## WHAT YOU SHOULD DO
Your answer should repeat every line of the records below in which the word "road" appears.
-----
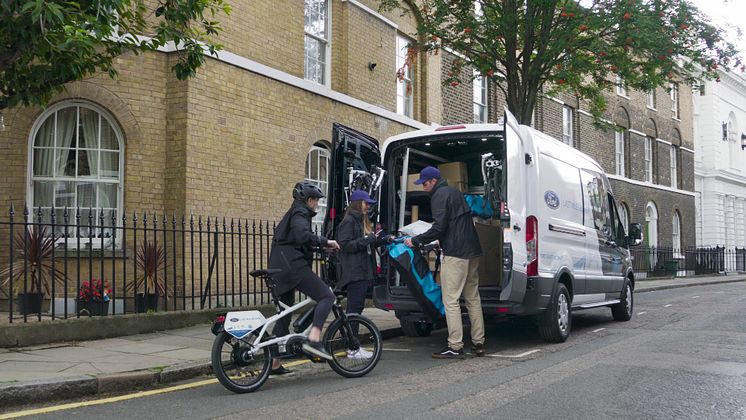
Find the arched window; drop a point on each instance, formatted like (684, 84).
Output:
(76, 156)
(676, 232)
(317, 171)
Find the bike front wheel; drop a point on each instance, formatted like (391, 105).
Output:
(236, 367)
(355, 345)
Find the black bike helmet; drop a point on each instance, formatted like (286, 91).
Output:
(305, 190)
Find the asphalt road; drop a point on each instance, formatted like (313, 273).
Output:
(683, 355)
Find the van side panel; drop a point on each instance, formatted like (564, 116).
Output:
(562, 237)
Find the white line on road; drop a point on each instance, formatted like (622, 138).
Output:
(515, 356)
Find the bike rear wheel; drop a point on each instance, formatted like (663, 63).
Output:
(344, 346)
(234, 365)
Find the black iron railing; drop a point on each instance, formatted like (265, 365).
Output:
(664, 261)
(83, 263)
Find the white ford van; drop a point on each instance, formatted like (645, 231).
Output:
(553, 244)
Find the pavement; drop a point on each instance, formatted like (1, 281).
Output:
(44, 373)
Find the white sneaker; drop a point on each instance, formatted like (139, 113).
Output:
(359, 354)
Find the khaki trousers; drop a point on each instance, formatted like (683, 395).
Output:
(461, 276)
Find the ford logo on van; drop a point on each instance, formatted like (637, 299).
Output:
(552, 199)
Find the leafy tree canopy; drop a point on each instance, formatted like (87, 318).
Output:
(47, 43)
(534, 46)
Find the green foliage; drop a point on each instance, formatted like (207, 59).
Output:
(45, 44)
(533, 46)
-----
## ANSWER BOX
Find the asphalt road; drop a point on each instance, formatted like (313, 273).
Find the white line on road; drop a point on each instance, formatted like (622, 138).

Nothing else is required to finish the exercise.